**Texte fourni:**
——————

Bob, casquette ou chapeau de paille ? Après les pieds, la tête : quand le soleil tape, vos névroses remontent.
Nous avions laissé nos lecteurs en tongs, l’âme en plein courant d’air et les orteils dans l’incertitude existentielle. Mais l’été ne s’arrête pas aux chevilles. Non. Il remonte, sournois, jusqu’au sommet du crâne. Car dès que le mercure dépasse les 25 degrés, une nouvelle angoisse se profile : que mettre sur sa tête pour éviter à la fois l’insolation et l’humiliation sociale ?
Entre le bob du randonneur nostalgique, la casquette du rappeur en fin de carrière et le panama du bourgeois en goguette, le choix du couvre-chef révèle l’âme plus sûrement qu’un divan freudien. Si les tongs nous avaient déjà trahis par le bas, voici venu le temps de la trahison par le haut.
Le bob : manifeste de la résignation élégante
Il fut un temps où le bob était réservé aux pêcheurs à la ligne et aux touristes anglais perdus dans la Drôme. Aujourd’hui, il parade sur les fronts des influenceuses qui se prennent pour Jane Birkin à Mykonos. Le bob, c’est l’anti-mode devenue mode. C’est dire au monde : « Je ne cherche plus à plaire, je cherche juste à survivre. »
Porter un bob, c’est accepter l’inélégance fonctionnelle. C’est choisir la protection plutôt que la séduction. C’est un peu comme avouer qu’on préfère Carrefour à Monoprix : pragmatique, mais socialement révélateur. Le bob vous transforme en champignon urbain, en appendice textile de votre propre médiocrité assumée.
Et puis il y a cette vérité cruelle : le bob vous donne une tête d’œuf. Peu importe vos pommettes, votre regard de braise ou votre sourire carnassier — le bob égalise tout dans la fadeur. C’est le communisme de la beauté. L’effacement démocratique par le textile.
« Le bob, c’est le slip kangourou du crâne », aurait murmuré Coco Chanel en voyant passer une horde de trentenaires en bob Jacque*** à 180 euros sur la Croisette.
La casquette : quand l’adolescence refuse de mourir
Ah, la casquette ! Ce symbole d’une jeunesse qui s’accroche comme un bernard-l’hermite à son ancienne coquille. Porter une casquette après 35 ans, c’est un peu comme garder sa chambre d’ado chez ses parents : techniquement possible, existentiellement questionnant.
Il y a d’abord la casquette de baseball, portée par des quadragénaires qui se souviennent encore de leurs exploits au foot américain du lycée de Neuilly. Ils la portent vers l’arrière, comme s’ils allaient attraper une balle imaginaire ou rapper un freestyle sur le mal-être de la classe moyenne supérieure.

——————

**Données affichées:**
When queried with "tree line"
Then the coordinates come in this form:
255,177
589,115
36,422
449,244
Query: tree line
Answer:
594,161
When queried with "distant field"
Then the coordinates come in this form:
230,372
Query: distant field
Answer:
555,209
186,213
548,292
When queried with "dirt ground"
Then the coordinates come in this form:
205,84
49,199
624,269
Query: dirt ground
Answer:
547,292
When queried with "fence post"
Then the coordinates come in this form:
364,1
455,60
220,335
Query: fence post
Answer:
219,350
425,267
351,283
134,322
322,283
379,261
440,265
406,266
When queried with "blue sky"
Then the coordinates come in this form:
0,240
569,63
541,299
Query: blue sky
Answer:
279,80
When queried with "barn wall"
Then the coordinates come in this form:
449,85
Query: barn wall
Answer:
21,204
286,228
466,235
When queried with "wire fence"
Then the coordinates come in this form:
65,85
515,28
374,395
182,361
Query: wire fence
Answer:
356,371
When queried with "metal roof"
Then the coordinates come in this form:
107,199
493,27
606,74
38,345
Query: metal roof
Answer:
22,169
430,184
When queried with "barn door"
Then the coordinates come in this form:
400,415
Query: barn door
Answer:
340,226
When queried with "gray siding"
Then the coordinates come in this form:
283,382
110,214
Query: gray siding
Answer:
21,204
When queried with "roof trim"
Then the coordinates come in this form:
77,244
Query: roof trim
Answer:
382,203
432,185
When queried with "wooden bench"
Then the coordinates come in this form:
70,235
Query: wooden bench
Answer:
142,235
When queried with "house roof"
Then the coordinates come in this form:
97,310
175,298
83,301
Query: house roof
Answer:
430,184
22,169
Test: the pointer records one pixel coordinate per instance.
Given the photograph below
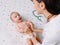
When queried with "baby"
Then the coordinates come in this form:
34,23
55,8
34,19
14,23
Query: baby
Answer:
24,27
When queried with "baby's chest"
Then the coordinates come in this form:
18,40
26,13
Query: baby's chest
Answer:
24,25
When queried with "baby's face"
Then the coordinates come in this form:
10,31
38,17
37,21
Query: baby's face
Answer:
16,18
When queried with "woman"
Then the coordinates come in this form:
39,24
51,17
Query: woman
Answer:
51,30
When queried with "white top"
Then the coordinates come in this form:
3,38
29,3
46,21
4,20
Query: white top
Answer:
51,32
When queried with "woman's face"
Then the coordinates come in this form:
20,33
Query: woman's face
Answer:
37,7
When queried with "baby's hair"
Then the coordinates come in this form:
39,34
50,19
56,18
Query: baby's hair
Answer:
12,14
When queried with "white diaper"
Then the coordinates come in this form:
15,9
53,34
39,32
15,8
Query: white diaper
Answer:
38,43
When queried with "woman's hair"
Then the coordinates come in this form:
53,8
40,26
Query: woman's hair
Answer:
52,6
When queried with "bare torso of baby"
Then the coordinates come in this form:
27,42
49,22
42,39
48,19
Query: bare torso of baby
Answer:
25,25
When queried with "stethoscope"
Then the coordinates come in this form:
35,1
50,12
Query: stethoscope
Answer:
36,15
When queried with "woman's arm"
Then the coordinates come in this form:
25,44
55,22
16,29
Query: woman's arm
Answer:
38,30
38,38
33,28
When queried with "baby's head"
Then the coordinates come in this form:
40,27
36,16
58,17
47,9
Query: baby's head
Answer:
15,17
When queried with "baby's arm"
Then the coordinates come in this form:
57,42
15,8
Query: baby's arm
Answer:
29,41
33,28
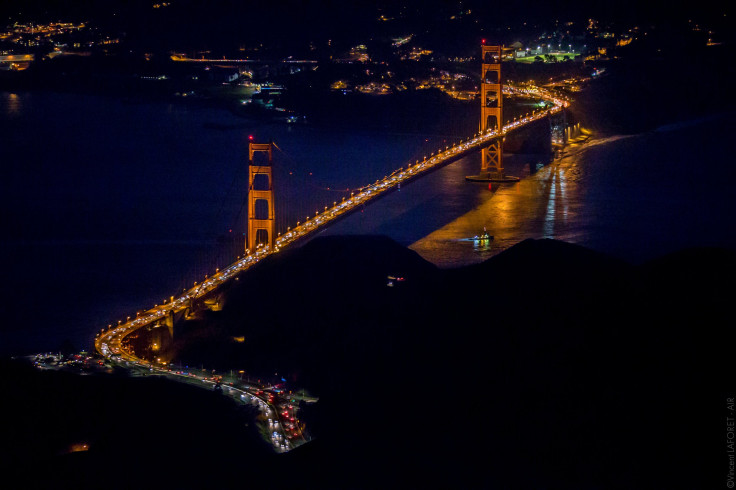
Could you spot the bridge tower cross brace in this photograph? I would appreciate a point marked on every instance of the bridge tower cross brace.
(255, 224)
(491, 116)
(491, 107)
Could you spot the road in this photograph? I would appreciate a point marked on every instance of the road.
(109, 341)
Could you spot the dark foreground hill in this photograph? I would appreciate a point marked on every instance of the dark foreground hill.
(548, 366)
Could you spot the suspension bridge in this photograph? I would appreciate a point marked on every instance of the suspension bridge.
(264, 240)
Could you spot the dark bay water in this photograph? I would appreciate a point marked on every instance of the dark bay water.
(109, 207)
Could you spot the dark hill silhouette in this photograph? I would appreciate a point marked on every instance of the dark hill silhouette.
(547, 366)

——————

**Consigne:** Reprenez le texte sur les couvre-chefs d'été et poursuivez-le après sa dernière phrase. Les lignes n'ont aucun lien avec le texte sur les couvre-chefs d'été.

**Résultat obtenu:**
Puis vient la casquette de marque, logo ostensible sur le front. Supreme, Off-White, Balenciaga — autant de noms qui transforment votre tête en panneau publicitaire ambulant. Vous ne portez plus un accessoire, vous êtes possédé par une marque. Votre crâne devient propriété intellectuelle d’un consortium textile.
La casquette trucker, elle, prétend à l’authenticité. Elle veut faire croire qu’on conduit des semi-remorques entre Fresno et Las Vegas, alors qu’on bosse dans le marketing digital entre Châtelet et République. C’est le cosplay du prolétaire par le bourgeois-bohème.
« La casquette, c’est le toupet du pauvre », disait probablement Baudrillard en sirotant un café-clope dans un PMU de Meudon.
Le chapeau de paille : l’imposture champêtre
Voici venu le temps des chapeaux de paille. Panama, canotier, fedora en fibres végétales — tout ce petit monde prétend vous connecter à une authenticité rurale fantasmée. Porter un chapeau de paille en ville, c’est comme mettre un costume trois-pièces pour aller nourrir les poules : techniquement cohérent, symboliquement absurde.
Le panama, d’abord. Né en Équateur (ironie géographique), popularisé par Theodore Roosevelt, récupéré par des publicitaires qui se prennent pour Hemingway en terrasse du Procope. Le panama dit : « Je lis Houellebecq en VO, je bois du rhum arrangé maison, et j’ai des opinions tranchées sur l’effondrement civilisationnel. » Mais il dit surtout : « J’ai les moyens de claquer 200 euros dans un chapeau que je porterai trois fois. »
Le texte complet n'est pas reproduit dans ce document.